THE PROBLEM:
Where a line below holds the string "each", count it; then give the total without any other words.

Stored items:
BEGIN

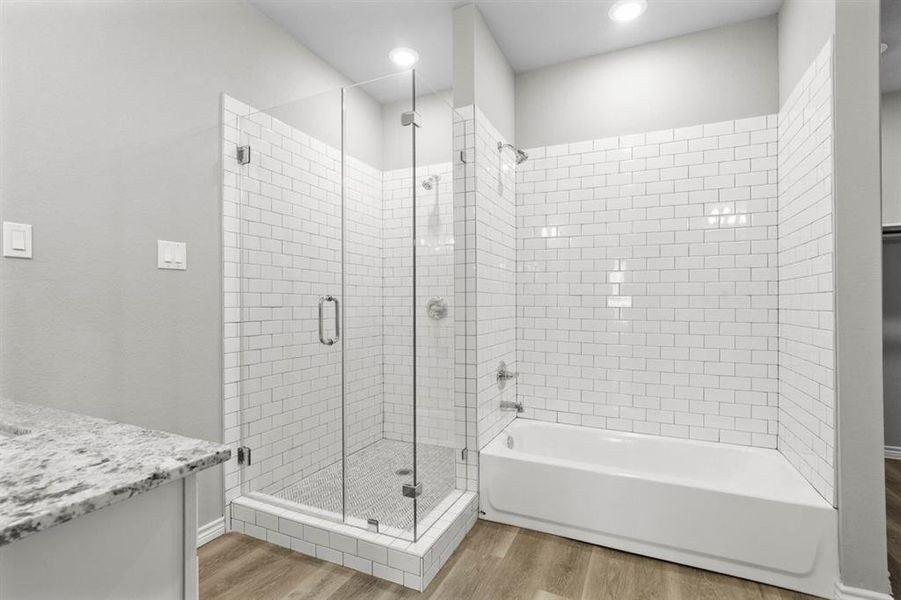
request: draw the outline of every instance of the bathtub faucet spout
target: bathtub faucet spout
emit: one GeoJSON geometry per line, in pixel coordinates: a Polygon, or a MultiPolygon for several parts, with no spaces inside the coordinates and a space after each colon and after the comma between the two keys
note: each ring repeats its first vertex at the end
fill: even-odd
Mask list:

END

EXPECTED OUTPUT:
2